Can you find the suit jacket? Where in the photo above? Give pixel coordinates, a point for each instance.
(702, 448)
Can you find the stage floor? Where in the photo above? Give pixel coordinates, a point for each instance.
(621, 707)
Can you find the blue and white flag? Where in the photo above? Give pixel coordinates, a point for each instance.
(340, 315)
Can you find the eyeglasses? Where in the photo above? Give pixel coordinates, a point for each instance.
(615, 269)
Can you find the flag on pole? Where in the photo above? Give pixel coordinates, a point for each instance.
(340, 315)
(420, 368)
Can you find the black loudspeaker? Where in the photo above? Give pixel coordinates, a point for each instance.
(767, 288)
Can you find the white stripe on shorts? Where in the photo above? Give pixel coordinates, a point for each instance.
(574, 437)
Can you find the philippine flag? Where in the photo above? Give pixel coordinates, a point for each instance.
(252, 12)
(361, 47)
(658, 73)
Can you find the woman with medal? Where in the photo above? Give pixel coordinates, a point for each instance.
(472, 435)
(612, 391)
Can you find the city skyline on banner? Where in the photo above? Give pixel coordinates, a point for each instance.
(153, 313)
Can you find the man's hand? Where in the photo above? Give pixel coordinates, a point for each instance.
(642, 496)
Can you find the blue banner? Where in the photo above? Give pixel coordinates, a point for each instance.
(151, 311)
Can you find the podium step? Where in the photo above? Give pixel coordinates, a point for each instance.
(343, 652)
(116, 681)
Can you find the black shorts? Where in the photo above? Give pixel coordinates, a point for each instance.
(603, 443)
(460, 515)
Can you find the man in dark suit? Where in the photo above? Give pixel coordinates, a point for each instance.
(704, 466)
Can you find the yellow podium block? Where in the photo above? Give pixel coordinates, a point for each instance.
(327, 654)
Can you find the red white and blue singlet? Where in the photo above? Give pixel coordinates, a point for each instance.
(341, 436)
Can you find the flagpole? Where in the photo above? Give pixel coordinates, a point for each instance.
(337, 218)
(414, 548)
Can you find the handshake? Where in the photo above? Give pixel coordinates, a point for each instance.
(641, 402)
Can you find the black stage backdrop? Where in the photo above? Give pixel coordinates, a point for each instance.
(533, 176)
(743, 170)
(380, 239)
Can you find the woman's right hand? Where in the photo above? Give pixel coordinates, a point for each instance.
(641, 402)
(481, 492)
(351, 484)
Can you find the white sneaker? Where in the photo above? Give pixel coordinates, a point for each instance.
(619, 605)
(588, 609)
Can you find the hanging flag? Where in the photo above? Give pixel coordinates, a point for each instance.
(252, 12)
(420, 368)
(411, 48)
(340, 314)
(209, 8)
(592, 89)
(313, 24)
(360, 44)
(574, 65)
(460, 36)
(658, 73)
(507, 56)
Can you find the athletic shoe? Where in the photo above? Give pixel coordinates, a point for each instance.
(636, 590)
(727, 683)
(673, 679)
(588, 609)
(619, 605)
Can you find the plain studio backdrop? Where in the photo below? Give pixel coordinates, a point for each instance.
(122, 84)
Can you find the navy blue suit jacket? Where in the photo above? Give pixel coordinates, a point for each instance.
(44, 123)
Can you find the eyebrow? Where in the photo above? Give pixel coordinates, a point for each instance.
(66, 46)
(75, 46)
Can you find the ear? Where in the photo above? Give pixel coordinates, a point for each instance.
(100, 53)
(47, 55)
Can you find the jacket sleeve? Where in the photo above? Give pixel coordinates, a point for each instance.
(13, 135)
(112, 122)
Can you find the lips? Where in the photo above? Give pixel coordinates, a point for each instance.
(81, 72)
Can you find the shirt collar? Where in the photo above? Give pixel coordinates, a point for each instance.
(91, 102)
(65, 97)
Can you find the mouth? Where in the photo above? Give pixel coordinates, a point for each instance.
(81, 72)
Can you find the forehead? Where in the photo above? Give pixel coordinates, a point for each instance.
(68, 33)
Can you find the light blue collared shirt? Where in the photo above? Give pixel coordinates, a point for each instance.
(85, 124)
#####
▶ **Exercise aim**: Format all the items above as a Markdown table with two columns, "No." for the row number and "Line" for the text of each line. Leave out any blank lines.

▶ **Exercise output**:
| No. | Line |
|---|---|
| 1 | Can you find the suit jacket? Where in the photo above? Give pixel coordinates, a point for each instance. |
| 2 | (702, 448) |
| 3 | Can you find the stage floor? Where in the photo above? Give pixel coordinates, a point for each instance. |
| 4 | (621, 707) |
| 5 | Can you find the blue and white flag? Where in the photo above? Give pixel coordinates, a point for each instance. |
| 6 | (340, 315) |
| 7 | Can you find the eyeglasses? Where in the photo above? Give pixel coordinates, a point for each instance. |
| 8 | (615, 269) |
| 9 | Can you find the flag on pole? Where in the photo above? Give pixel coordinates, a point for each instance. |
| 10 | (340, 315) |
| 11 | (420, 368) |
| 12 | Can you find the black loudspeaker? Where in the photo above? Give pixel coordinates, a point for each instance. |
| 13 | (767, 288) |
| 14 | Can you find the white stripe on shorts? Where in the photo above? Give pixel coordinates, a point for each instance. |
| 15 | (574, 437) |
| 16 | Can you find the philippine flag? Where in the photo above? Give pixel coordinates, a point for each instance. |
| 17 | (252, 12) |
| 18 | (361, 47) |
| 19 | (658, 73) |
| 20 | Can you find the woman with medal? Where in the photo above? Give pixel coordinates, a point for each instance. |
| 21 | (472, 435) |
| 22 | (612, 391) |
| 23 | Can you find the city skyline on banner? Where in the photo above? Give pixel coordinates, a point for each instance. |
| 24 | (153, 313) |
| 25 | Can you find the man's hand? Where in the photo above? Give pixel coordinates, a point for each instance. |
| 26 | (642, 496) |
| 27 | Can you find the blue banner? Where in the photo above? Give pixel coordinates, a point for each instance. |
| 28 | (151, 311) |
| 29 | Can you find the podium step? Where in the photo above? Give pixel coordinates, a point for each instance. |
| 30 | (343, 652) |
| 31 | (116, 681) |
| 32 | Can you find the black shorts? Where in the photo above? Give pixel coordinates, a point for each instance. |
| 33 | (603, 443) |
| 34 | (460, 515) |
| 35 | Can you find the man in dark suit? Where in the photo above? Give pixel coordinates, a point for each instance. |
| 36 | (704, 466) |
| 37 | Can you find the yellow podium block? Where in the photo above? Give pixel coordinates, a point for each instance. |
| 38 | (327, 654) |
| 39 | Can you find the red white and blue singlet? Where in the photo above? Give pixel coordinates, a point for each instance. |
| 40 | (341, 436) |
| 41 | Can you find the flagpole? Where in the photo above? Give pixel coordinates, a point for each instance. |
| 42 | (337, 218) |
| 43 | (414, 548) |
| 44 | Can you find the handshake? Where in the photo above? Give pixel coordinates, a point for each instance. |
| 45 | (641, 402) |
| 46 | Can you find the black stage backdrop? Where in the photo above? Give pixel coordinates, a point for each instance. |
| 47 | (533, 176) |
| 48 | (743, 170) |
| 49 | (380, 239) |
| 50 | Can you find the woman's right hand? Where in the photo above? Give pixel coordinates, a point for each instance. |
| 51 | (641, 402) |
| 52 | (481, 492) |
| 53 | (351, 484) |
| 54 | Can you find the white sneaker? Where in the photo above? Give pixel coordinates, a point for each instance. |
| 55 | (619, 605) |
| 56 | (588, 609) |
| 57 | Can you find the hanging flag? Where in the photo above? Give pixel coordinates, a point for each instance. |
| 58 | (252, 12) |
| 59 | (420, 368) |
| 60 | (411, 48) |
| 61 | (340, 314) |
| 62 | (209, 8) |
| 63 | (592, 89) |
| 64 | (313, 24) |
| 65 | (360, 44) |
| 66 | (574, 65) |
| 67 | (460, 36) |
| 68 | (658, 73) |
| 69 | (507, 56) |
| 70 | Can you find the athletic shoe? Where in the photo above? Give pixel coordinates, a point for each instance. |
| 71 | (636, 590) |
| 72 | (727, 683) |
| 73 | (673, 679) |
| 74 | (588, 609) |
| 75 | (619, 605) |
| 76 | Can you find the plain studio backdrop? Where in the photo below? Give pixel coordinates, a point for each instance. |
| 77 | (122, 84) |
| 78 | Can you find the navy blue suit jacket? Where in the photo above? Give pixel coordinates, a point for each instance. |
| 79 | (44, 123) |
| 80 | Can you find the eyebrow? Where in the photo above? Give pixel coordinates, a point for each instance. |
| 81 | (66, 46) |
| 82 | (75, 46) |
| 83 | Can you find the ear? Where in the photo above? Give pixel coordinates, a point for each instance. |
| 84 | (100, 53) |
| 85 | (47, 55) |
| 86 | Can you find the jacket sleeve? Where in the photo above? Give pixel coordinates, a point for each instance. |
| 87 | (13, 135) |
| 88 | (112, 122) |
| 89 | Can you find the lips? Where in the photo above? Give pixel coordinates, a point for each instance. |
| 90 | (81, 72) |
| 91 | Can you find the shirt collar? Where in the photo above? Give pixel coordinates, a point for each instance. |
| 92 | (91, 102) |
| 93 | (65, 97) |
| 94 | Can you find the mouth? Where in the photo above? Give pixel coordinates, a point for each instance. |
| 95 | (81, 72) |
| 96 | Can you find the forehead? Where in the photo above? Give pixel coordinates, a point for each instance. |
| 97 | (68, 33) |
| 98 | Can you find the light blue collared shirt? Where in the photo above? Give pixel coordinates, a point for each instance. |
| 99 | (85, 124) |